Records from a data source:
* * * *
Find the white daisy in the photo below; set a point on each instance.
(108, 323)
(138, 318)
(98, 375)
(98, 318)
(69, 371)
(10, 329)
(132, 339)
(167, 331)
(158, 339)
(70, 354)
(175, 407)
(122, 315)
* * * *
_SET EXERCISE_
Rewrite the items above, putting "yellow daisy" wherever "white daisy" appears and leaving everything else as it is.

_EXERCISE OUTPUT_
Find the yellow daisy in the photo below; set a point on each instance.
(108, 323)
(138, 318)
(98, 375)
(98, 318)
(69, 371)
(10, 329)
(132, 339)
(167, 331)
(158, 339)
(70, 354)
(175, 407)
(122, 315)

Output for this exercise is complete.